> _Set exercise 1_:
In the DWI article below, list the examples it gives in parentheses of jobs needing a professional license.

Keeping Your Record Clean From The Consequences Of A DWI
Depending on your circumstances, the direct consequences of a DWI charge may not seem to severe, and you may be tempted to just plead guilty and get it over with. For a first time offender with a (relatively) low alcohol concentration, the maximum penalty is 90 days in jail, . . . but in reality, you won't do any more than two days, and even that will probably be on a county work crew instead of in an actual jail cell.
Then there is a loss of license for 90 days with the option to have a work permit for up to 75 of those days. A maximum fine of $1,000, but more likely an actual fine of $300-$500. One to two years of probation, the requirement that you take get an alcohol assessment and complete some programming -- none of this is ideal, but many people will just bite the bullet and take it (especially if they are feeling very guilty about even being arrested).
But that's just the tip of the iceberg; losing a clean record carries many more consequences than the ones they tell you about your first day in court. First, you've now got an "enhanceable offense" on your record, which carries it's own consequences. If you ever get arrested for DWI again (even wrongfully arrested), you'll be looking at perhaps $12,000 bail just to get released from custody. And even if you're never arrested, you're going to find yourself getting pulled over a lot more than you were before you had a DWI conviction on your record.
Everyone knows a DWI conviction will impact car insurance, but don't think about the impact it will have on your future employment. In a rough job market, a DWI conviction will be a big strike against you in the eyes of any future employer -- and an even bigger problem for jobs that require travel on the company dime, or a professional license (nursing, Realtor, CPA, lawyer, doctor, etc.). Even renting a car on vacation will pose significant problems.

> _Set exercise 2_:
From the rows below, report every line that contains the string "roof". Case counts.

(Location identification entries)

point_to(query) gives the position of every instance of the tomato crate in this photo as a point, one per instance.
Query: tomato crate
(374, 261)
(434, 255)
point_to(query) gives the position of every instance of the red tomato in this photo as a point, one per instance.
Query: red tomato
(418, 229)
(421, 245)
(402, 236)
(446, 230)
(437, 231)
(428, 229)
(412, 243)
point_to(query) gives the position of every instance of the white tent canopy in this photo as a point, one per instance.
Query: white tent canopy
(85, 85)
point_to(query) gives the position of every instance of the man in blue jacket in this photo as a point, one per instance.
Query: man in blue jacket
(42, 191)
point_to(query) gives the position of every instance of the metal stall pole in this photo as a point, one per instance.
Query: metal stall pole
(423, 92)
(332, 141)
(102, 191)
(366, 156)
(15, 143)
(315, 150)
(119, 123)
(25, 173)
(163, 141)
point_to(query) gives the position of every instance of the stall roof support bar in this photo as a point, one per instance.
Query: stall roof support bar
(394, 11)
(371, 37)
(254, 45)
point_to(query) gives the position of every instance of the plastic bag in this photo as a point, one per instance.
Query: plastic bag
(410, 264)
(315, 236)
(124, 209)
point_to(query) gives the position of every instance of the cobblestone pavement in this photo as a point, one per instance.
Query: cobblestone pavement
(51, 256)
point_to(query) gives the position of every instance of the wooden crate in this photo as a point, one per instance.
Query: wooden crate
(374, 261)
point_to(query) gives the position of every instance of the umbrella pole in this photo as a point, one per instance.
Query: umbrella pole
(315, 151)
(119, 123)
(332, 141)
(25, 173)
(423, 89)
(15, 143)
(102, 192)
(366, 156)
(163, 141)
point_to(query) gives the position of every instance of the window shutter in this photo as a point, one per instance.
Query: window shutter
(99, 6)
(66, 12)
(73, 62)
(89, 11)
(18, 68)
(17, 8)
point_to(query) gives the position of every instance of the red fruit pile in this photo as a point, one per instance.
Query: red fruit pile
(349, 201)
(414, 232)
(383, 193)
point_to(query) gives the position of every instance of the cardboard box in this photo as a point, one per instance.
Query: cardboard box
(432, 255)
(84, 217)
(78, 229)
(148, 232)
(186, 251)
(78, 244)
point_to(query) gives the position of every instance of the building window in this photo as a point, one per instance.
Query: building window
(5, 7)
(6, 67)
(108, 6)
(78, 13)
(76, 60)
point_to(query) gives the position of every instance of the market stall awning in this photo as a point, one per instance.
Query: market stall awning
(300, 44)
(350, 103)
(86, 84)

---

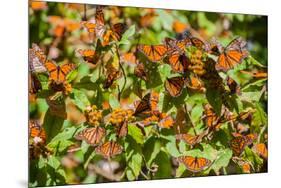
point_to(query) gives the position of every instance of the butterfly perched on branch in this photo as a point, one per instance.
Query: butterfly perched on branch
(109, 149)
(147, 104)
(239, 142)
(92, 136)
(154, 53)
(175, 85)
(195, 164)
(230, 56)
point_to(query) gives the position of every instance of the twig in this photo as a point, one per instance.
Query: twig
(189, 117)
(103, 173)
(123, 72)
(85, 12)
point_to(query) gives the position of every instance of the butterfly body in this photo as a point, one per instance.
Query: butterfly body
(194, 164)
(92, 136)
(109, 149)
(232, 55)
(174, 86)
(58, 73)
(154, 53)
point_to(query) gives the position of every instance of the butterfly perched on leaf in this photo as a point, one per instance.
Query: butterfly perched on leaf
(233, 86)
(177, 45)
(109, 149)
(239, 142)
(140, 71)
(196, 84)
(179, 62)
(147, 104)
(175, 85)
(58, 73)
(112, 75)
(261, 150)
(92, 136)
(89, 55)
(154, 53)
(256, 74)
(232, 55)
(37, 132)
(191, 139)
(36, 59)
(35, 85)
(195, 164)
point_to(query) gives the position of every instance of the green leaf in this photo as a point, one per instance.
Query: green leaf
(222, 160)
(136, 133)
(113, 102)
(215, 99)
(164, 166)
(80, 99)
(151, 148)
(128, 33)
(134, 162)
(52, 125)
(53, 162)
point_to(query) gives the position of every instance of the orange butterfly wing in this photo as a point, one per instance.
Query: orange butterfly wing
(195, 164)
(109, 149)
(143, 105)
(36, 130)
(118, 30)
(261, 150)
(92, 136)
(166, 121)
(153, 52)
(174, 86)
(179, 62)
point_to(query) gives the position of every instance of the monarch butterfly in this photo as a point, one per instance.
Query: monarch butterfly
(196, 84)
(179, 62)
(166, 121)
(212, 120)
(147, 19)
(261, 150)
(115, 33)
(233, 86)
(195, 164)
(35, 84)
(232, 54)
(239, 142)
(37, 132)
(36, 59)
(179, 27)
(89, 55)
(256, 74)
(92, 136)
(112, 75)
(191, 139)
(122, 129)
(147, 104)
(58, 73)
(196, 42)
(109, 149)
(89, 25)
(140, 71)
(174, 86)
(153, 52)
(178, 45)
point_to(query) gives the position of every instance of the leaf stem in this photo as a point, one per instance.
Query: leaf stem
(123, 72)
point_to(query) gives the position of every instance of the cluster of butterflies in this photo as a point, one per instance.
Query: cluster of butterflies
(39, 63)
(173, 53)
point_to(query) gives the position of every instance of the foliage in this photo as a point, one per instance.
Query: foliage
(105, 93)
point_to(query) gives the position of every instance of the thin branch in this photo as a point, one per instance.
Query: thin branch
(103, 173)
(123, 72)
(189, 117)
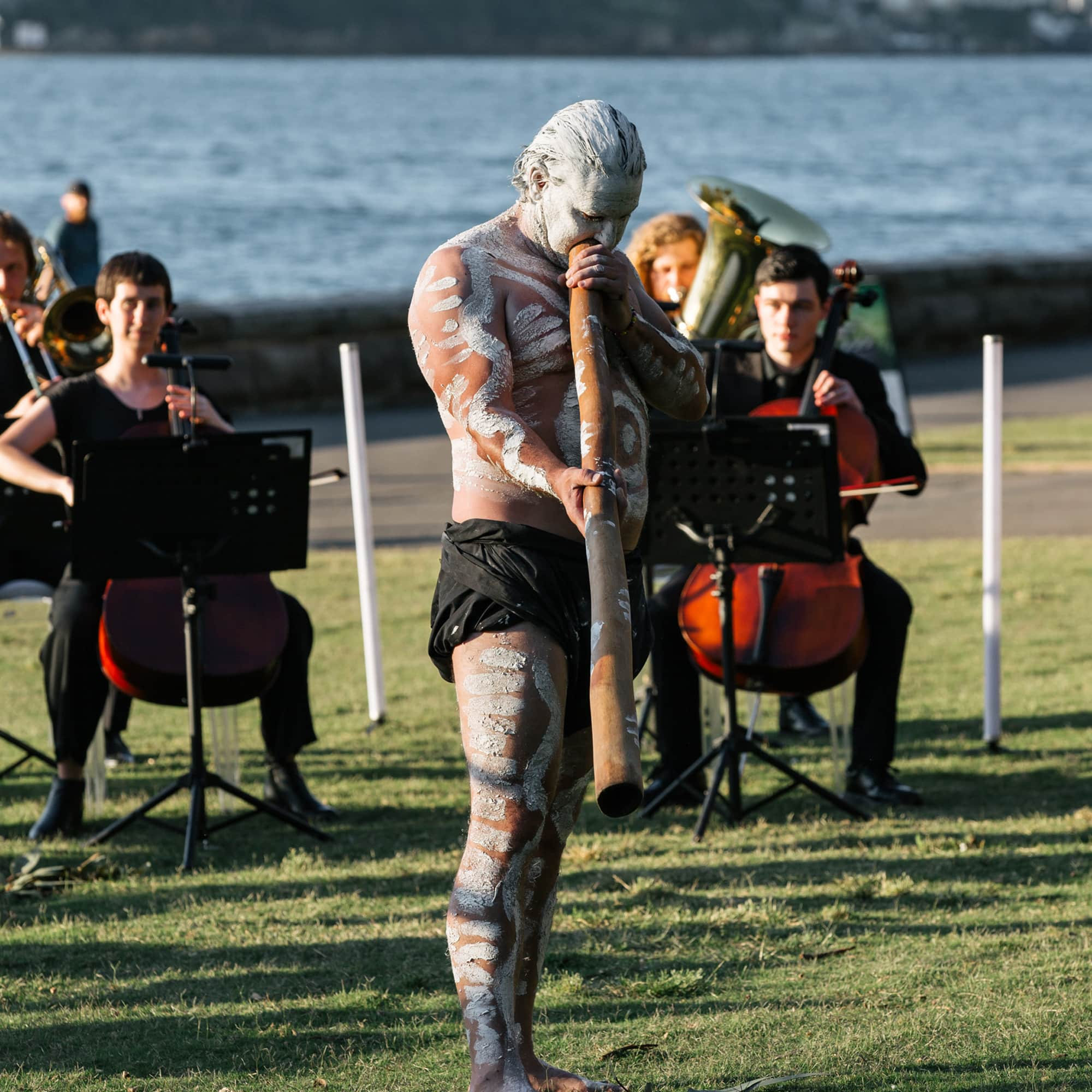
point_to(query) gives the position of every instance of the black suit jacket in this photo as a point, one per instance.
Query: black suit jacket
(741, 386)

...

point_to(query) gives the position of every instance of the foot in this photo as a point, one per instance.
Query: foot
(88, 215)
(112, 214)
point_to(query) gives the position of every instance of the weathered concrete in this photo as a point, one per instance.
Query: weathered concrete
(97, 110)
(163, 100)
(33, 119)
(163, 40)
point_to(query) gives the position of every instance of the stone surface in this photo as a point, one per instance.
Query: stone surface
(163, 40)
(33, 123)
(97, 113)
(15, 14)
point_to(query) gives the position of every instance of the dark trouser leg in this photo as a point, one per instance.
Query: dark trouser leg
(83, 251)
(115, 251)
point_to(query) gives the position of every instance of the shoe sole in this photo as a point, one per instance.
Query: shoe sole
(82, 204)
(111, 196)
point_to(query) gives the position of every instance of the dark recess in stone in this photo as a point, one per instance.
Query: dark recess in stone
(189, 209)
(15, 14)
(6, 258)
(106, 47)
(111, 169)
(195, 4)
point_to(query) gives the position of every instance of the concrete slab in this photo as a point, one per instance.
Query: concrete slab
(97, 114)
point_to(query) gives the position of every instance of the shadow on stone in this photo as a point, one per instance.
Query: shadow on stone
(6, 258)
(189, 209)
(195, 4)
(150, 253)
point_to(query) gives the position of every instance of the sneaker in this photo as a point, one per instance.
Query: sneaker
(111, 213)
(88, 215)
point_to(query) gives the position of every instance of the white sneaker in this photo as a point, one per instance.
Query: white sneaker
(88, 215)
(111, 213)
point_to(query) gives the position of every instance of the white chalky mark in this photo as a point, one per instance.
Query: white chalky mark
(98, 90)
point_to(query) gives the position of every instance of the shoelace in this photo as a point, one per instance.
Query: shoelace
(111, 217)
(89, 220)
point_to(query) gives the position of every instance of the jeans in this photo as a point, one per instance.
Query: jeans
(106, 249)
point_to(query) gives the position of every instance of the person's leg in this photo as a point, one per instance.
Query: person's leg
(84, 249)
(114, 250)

> _Task result 1_:
nursing, Realtor, CPA, lawyer, doctor

> _Task result 2_:
point_to(query) gives the position of every instance of the stall roof support bar in this photo as a point, one per instance.
Query: stall roof support bar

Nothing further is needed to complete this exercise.